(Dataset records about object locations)
"""

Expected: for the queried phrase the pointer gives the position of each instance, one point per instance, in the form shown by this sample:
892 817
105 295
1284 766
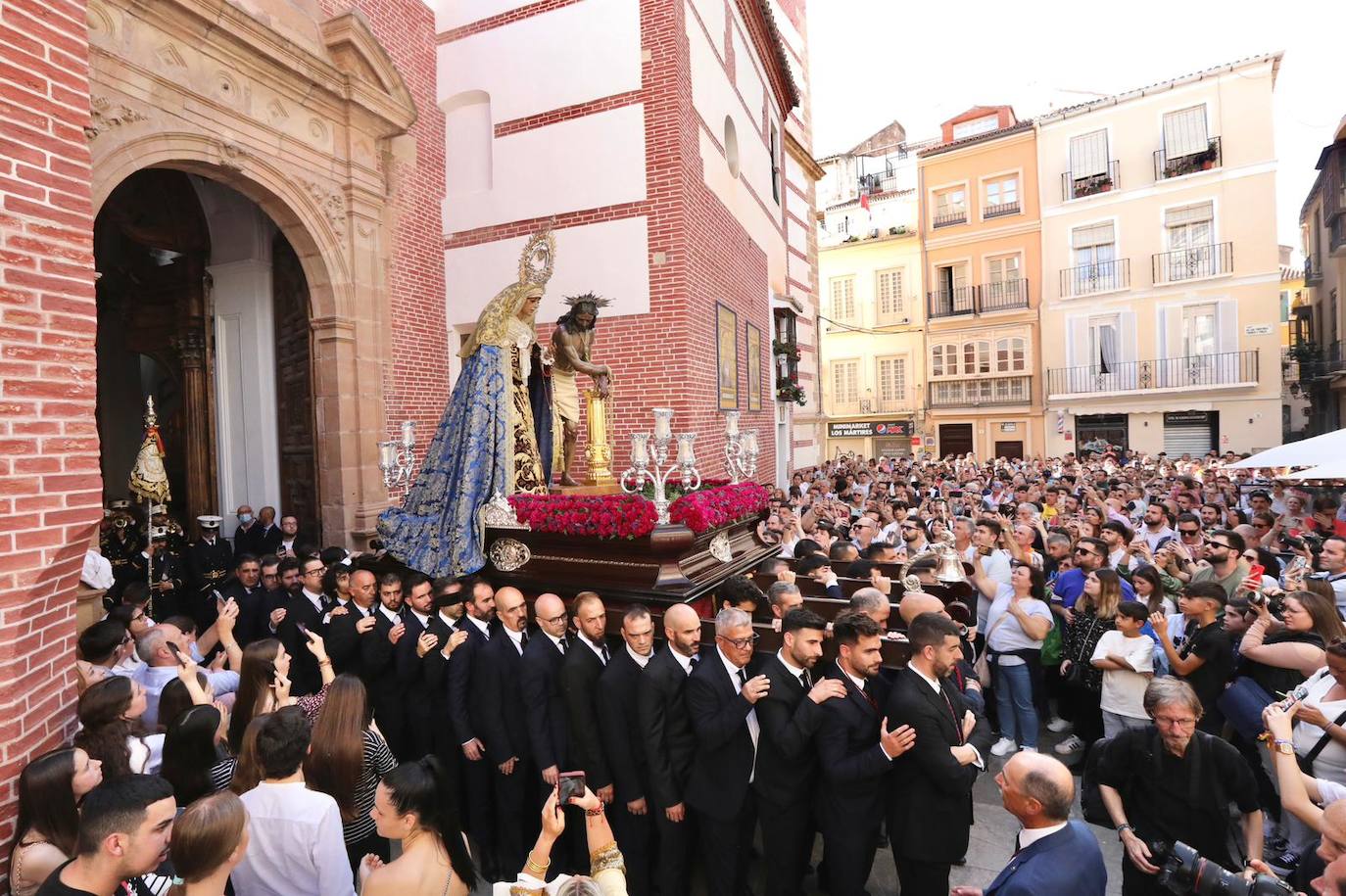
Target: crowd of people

"""
"""

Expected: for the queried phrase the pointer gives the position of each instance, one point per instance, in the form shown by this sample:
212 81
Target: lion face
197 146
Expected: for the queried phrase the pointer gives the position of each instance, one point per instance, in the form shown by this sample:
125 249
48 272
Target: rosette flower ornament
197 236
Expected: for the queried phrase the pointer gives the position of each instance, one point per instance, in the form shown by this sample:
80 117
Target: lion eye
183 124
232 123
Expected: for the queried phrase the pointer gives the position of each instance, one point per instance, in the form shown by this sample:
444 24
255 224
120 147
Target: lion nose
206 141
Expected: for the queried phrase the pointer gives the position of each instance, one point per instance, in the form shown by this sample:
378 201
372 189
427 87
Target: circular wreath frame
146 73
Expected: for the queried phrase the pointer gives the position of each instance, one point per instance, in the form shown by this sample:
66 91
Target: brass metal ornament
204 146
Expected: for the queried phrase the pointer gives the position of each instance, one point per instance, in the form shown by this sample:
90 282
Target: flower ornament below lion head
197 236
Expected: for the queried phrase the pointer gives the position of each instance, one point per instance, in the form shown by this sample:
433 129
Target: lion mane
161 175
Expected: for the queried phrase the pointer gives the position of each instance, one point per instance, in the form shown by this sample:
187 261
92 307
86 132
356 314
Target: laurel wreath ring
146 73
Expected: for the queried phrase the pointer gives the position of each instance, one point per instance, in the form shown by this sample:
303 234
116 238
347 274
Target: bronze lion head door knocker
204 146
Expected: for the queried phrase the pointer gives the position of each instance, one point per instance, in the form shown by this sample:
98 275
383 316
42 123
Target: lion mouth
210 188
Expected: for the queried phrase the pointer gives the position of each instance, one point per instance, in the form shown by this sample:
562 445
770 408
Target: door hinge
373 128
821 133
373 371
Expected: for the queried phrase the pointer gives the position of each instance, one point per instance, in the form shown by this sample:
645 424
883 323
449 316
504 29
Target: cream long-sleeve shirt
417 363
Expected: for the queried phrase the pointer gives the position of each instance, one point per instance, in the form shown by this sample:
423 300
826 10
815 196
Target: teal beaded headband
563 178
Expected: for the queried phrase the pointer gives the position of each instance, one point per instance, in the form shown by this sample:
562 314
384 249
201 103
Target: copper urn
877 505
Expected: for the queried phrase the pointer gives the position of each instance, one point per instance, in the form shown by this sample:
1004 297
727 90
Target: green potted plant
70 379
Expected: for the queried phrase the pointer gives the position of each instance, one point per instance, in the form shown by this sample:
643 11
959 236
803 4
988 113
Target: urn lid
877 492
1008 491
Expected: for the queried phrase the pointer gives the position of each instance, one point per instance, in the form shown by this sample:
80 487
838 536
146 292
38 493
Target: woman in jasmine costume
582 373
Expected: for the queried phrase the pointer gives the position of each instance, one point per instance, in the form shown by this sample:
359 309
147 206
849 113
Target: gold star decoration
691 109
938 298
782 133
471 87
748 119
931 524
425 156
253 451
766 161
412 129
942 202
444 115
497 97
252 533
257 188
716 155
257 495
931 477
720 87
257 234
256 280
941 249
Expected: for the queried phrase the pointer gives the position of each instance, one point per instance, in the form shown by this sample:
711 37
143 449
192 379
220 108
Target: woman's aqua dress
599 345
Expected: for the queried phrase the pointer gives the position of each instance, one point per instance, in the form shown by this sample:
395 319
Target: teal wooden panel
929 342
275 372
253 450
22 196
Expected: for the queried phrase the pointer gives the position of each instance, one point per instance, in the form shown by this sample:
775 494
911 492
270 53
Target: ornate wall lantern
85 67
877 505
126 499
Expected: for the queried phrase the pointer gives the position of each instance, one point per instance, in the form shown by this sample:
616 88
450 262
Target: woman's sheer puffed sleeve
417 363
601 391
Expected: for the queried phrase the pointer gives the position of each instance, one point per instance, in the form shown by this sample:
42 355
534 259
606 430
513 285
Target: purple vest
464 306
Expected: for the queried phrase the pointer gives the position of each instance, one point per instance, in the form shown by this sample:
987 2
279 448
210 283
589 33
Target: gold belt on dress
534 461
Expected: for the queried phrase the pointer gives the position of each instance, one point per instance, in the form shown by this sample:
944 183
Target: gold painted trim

"""

▸ **Task brief**: Select and copy each line of the records above that contains the word "ornament".

▸ **Output of the task**:
Target: rosette flower ornament
Target: brass metal ornament
Target: flower ornament below lion head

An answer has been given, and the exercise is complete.